(Items from a dataset)
=== Section Start ===
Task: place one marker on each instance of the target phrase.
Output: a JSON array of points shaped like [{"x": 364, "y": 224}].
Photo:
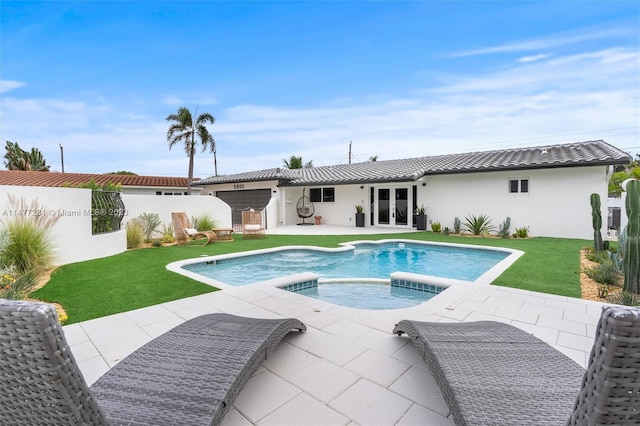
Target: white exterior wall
[
  {"x": 557, "y": 205},
  {"x": 71, "y": 234},
  {"x": 340, "y": 212},
  {"x": 151, "y": 190},
  {"x": 193, "y": 205}
]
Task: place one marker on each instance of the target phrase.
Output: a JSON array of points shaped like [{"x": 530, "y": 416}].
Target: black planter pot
[{"x": 421, "y": 222}]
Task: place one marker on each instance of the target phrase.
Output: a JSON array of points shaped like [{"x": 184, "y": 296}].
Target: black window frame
[
  {"x": 518, "y": 186},
  {"x": 322, "y": 195}
]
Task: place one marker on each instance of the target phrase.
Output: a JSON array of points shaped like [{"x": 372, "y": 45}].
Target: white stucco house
[
  {"x": 545, "y": 188},
  {"x": 131, "y": 184}
]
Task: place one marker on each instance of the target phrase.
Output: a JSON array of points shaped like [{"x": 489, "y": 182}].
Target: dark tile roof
[
  {"x": 53, "y": 179},
  {"x": 589, "y": 153}
]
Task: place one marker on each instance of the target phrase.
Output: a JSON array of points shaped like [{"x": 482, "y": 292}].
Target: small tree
[
  {"x": 17, "y": 158},
  {"x": 631, "y": 260},
  {"x": 596, "y": 219},
  {"x": 184, "y": 129},
  {"x": 295, "y": 162}
]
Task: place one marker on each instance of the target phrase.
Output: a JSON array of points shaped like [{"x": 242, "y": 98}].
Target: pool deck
[{"x": 347, "y": 368}]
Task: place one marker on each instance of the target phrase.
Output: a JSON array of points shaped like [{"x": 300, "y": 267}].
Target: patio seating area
[
  {"x": 494, "y": 373},
  {"x": 348, "y": 366},
  {"x": 189, "y": 375}
]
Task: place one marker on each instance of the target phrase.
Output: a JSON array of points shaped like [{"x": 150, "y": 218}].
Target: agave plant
[{"x": 478, "y": 225}]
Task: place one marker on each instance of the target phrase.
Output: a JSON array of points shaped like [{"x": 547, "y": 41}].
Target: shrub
[
  {"x": 167, "y": 234},
  {"x": 625, "y": 298},
  {"x": 203, "y": 222},
  {"x": 26, "y": 244},
  {"x": 603, "y": 291},
  {"x": 135, "y": 233},
  {"x": 598, "y": 256},
  {"x": 522, "y": 232},
  {"x": 604, "y": 273},
  {"x": 503, "y": 231},
  {"x": 150, "y": 223},
  {"x": 456, "y": 225},
  {"x": 14, "y": 285},
  {"x": 478, "y": 225}
]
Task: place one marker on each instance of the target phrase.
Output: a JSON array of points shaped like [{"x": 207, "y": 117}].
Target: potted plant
[
  {"x": 359, "y": 215},
  {"x": 421, "y": 218}
]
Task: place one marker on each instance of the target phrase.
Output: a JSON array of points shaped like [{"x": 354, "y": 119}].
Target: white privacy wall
[
  {"x": 557, "y": 205},
  {"x": 71, "y": 234},
  {"x": 193, "y": 205}
]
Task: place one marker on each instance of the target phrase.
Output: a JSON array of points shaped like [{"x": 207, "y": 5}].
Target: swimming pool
[
  {"x": 369, "y": 294},
  {"x": 364, "y": 259}
]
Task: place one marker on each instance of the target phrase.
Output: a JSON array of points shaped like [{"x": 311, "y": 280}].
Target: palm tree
[
  {"x": 17, "y": 158},
  {"x": 184, "y": 130},
  {"x": 295, "y": 162}
]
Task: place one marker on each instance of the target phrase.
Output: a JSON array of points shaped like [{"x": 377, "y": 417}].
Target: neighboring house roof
[
  {"x": 53, "y": 179},
  {"x": 577, "y": 154}
]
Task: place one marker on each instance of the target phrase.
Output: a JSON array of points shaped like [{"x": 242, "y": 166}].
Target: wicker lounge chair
[
  {"x": 252, "y": 226},
  {"x": 185, "y": 232},
  {"x": 187, "y": 376},
  {"x": 494, "y": 373}
]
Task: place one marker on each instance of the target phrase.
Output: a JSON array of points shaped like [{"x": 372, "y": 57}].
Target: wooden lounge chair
[
  {"x": 185, "y": 232},
  {"x": 187, "y": 376},
  {"x": 494, "y": 373},
  {"x": 252, "y": 226}
]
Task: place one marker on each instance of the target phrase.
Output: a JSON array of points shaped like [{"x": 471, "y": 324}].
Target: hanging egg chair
[{"x": 305, "y": 208}]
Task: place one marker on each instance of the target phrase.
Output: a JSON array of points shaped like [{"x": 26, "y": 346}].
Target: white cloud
[
  {"x": 9, "y": 85},
  {"x": 593, "y": 95},
  {"x": 543, "y": 43},
  {"x": 533, "y": 58}
]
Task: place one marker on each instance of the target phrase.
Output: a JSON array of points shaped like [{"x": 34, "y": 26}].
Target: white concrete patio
[{"x": 347, "y": 368}]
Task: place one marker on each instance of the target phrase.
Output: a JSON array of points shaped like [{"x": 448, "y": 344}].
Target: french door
[{"x": 393, "y": 206}]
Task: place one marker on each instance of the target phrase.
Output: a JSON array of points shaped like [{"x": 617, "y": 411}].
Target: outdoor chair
[
  {"x": 495, "y": 373},
  {"x": 252, "y": 226},
  {"x": 188, "y": 376},
  {"x": 185, "y": 232}
]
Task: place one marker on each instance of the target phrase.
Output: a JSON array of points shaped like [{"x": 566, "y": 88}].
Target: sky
[{"x": 330, "y": 81}]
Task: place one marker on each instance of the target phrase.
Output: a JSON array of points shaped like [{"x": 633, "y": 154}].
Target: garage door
[{"x": 256, "y": 199}]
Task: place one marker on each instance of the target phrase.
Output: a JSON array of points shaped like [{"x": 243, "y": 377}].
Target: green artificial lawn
[{"x": 139, "y": 278}]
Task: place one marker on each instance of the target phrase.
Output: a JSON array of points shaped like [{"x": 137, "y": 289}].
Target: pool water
[
  {"x": 366, "y": 260},
  {"x": 365, "y": 295}
]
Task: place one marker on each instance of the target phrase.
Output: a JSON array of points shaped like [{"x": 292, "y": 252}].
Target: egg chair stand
[{"x": 305, "y": 208}]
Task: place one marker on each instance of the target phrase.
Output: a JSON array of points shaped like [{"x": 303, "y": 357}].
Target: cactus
[
  {"x": 631, "y": 260},
  {"x": 596, "y": 218}
]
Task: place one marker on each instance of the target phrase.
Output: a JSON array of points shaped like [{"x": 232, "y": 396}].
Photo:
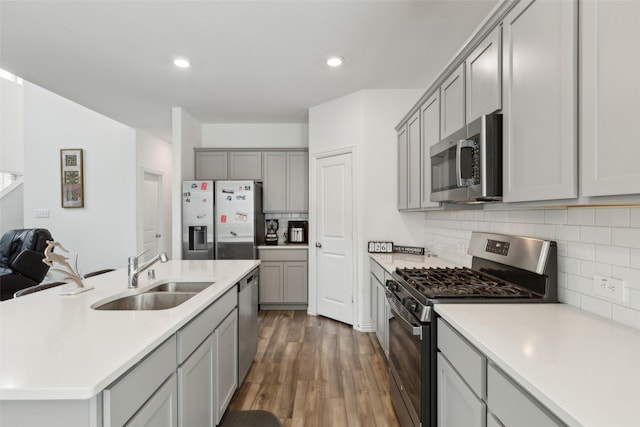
=== Section End ===
Pictures aside, repeat every entry exactly as written.

Task: place one marker on each instance of the target phrase.
Output: a JSON array of points shaped like [{"x": 364, "y": 224}].
Photo:
Target: white exterior wall
[
  {"x": 557, "y": 205},
  {"x": 71, "y": 234},
  {"x": 340, "y": 212},
  {"x": 151, "y": 190},
  {"x": 193, "y": 205}
]
Task: place one marker on each instance of the target phrase.
Output: a JSON array of points shaped like [{"x": 530, "y": 416}].
Target: black planter pot
[{"x": 421, "y": 222}]
Task: place one marker on each instance of the target phrase.
Output: a JSON array of points shaped like [{"x": 184, "y": 296}].
Target: black window frame
[
  {"x": 518, "y": 186},
  {"x": 322, "y": 195}
]
Task: place one marker on each instance of the target phrase.
Output: a JSON array of points shaped like [{"x": 372, "y": 45}].
Target: white stucco house
[
  {"x": 545, "y": 188},
  {"x": 131, "y": 184}
]
Task: place one marker on each instance of the target phrase.
Output: a JSON array of points shaped like [{"x": 489, "y": 182}].
Target: dark tile roof
[
  {"x": 53, "y": 179},
  {"x": 589, "y": 153}
]
Task: place one marker on each instance of the target phrase.
Output: a JSON array of points shaped like [{"x": 482, "y": 292}].
Target: small tree
[
  {"x": 17, "y": 158},
  {"x": 631, "y": 260},
  {"x": 596, "y": 219},
  {"x": 184, "y": 129},
  {"x": 295, "y": 162}
]
Task: place one marker on each instance of the target phrase.
Output: a JSON array of points shaped like [{"x": 242, "y": 98}].
Target: pool deck
[{"x": 347, "y": 368}]
Task: place one marker on each instance of the target phrase.
Output: a JSON array of points shaped like [{"x": 300, "y": 267}].
Target: patio seating area
[
  {"x": 494, "y": 373},
  {"x": 348, "y": 366},
  {"x": 189, "y": 375}
]
Task: place one marker on each instance of the target phrase.
Output: a JSON array of points shaped like [{"x": 150, "y": 218}].
Target: agave plant
[{"x": 478, "y": 225}]
Task: place one marker on each instance of the target phrase.
Output: a JSON array of points shaped like [{"x": 547, "y": 41}].
Target: shrub
[
  {"x": 167, "y": 234},
  {"x": 625, "y": 298},
  {"x": 203, "y": 222},
  {"x": 26, "y": 244},
  {"x": 603, "y": 291},
  {"x": 135, "y": 233},
  {"x": 598, "y": 256},
  {"x": 522, "y": 232},
  {"x": 604, "y": 273},
  {"x": 503, "y": 231},
  {"x": 150, "y": 223},
  {"x": 456, "y": 225},
  {"x": 14, "y": 285},
  {"x": 478, "y": 225}
]
Task: place one marker on each instance of the target phrase.
Output: a JSON array of points shaped like [{"x": 207, "y": 117}].
Target: potted plant
[
  {"x": 359, "y": 215},
  {"x": 421, "y": 218}
]
Task: place one marker on each instance of the target phrase.
Output: a JSON array of points shaped like [{"x": 354, "y": 119}].
Target: white privacy wall
[
  {"x": 557, "y": 205},
  {"x": 71, "y": 234},
  {"x": 193, "y": 205}
]
Task: place one marker on each instance of the target phrase.
Output: a JSON array of points shaped like [{"x": 207, "y": 5}].
Target: swimming pool
[
  {"x": 369, "y": 294},
  {"x": 364, "y": 259}
]
Task: place one marker on each instance of the target phrase.
Output: a JSON array of points shaped like [{"x": 311, "y": 280}].
Target: palm tree
[
  {"x": 17, "y": 158},
  {"x": 184, "y": 130},
  {"x": 295, "y": 162}
]
Task: place one marker on each instance of the target phrase.
Output: a JSON array of points shaped like [{"x": 377, "y": 417}].
Target: neighboring house roof
[
  {"x": 53, "y": 179},
  {"x": 577, "y": 154}
]
Task: place one marker on each instance of the target phrase.
Output: a JSON array of points shaped like [{"x": 242, "y": 166}].
Target: wicker lounge chair
[
  {"x": 252, "y": 226},
  {"x": 185, "y": 232},
  {"x": 187, "y": 376},
  {"x": 494, "y": 373}
]
Task: place one marker on each instance of the target phrase.
Output: a JSON array of points shaped like [{"x": 372, "y": 57}].
Target: wooden lounge chair
[
  {"x": 185, "y": 232},
  {"x": 187, "y": 376},
  {"x": 494, "y": 373},
  {"x": 252, "y": 226}
]
Task: place one marker on each instance of the target phrase.
Output: a JSON array of points shaped like [{"x": 471, "y": 324}].
Target: hanging egg chair
[{"x": 305, "y": 208}]
Task: place one marker on each instance of the target phrase.
Output: a JSON array of points shaped like [{"x": 26, "y": 346}].
Target: white cloud
[
  {"x": 9, "y": 85},
  {"x": 593, "y": 95},
  {"x": 543, "y": 43},
  {"x": 533, "y": 58}
]
Task: place one marker on each instance of the target phrase.
Output: a JSON array of points shaped like [{"x": 34, "y": 26}].
Target: white concrete patio
[{"x": 347, "y": 368}]
Task: place one marker on each instance of the target phrase.
Output: a JSON array of points shaped like [{"x": 448, "y": 344}].
Target: french door
[{"x": 393, "y": 206}]
Task: place one marker on each instance of the target phrase.
Output: a JSON array of points shaped like [{"x": 617, "y": 411}].
Target: outdoor chair
[
  {"x": 495, "y": 373},
  {"x": 252, "y": 226},
  {"x": 188, "y": 376},
  {"x": 185, "y": 232}
]
Task: place one marker on each instance of the target phrase.
Output: a JSON array of points shaped like [{"x": 566, "y": 88}].
Target: sky
[{"x": 330, "y": 81}]
Task: place one marker on each instance of the target phrase.
Output: a JSON array of points shaped like [{"x": 633, "y": 154}].
Target: garage door
[{"x": 256, "y": 199}]
Task: place one marker on each instance of the target phrase.
Output: a JSON array of points shaped like [{"x": 243, "y": 377}].
Target: green artificial lawn
[{"x": 139, "y": 278}]
Task: place one marker on each instance of the target phrase.
Output: a JSON array of points shaped like [{"x": 137, "y": 289}].
Target: pool water
[
  {"x": 366, "y": 260},
  {"x": 365, "y": 295}
]
Task: place one marker on each instance of the target phrase.
Output: a JSON array of points shaped like [{"x": 292, "y": 252}].
Target: egg chair stand
[{"x": 305, "y": 208}]
Task: place one marker on each instance of the target phrase.
Output: a JSON array of points shaped like [{"x": 303, "y": 357}].
Target: cactus
[
  {"x": 631, "y": 260},
  {"x": 596, "y": 218}
]
Task: place one marker on each instance of the target phrase.
Output: a JSON array of points shaped like [{"x": 232, "y": 396}].
Photo:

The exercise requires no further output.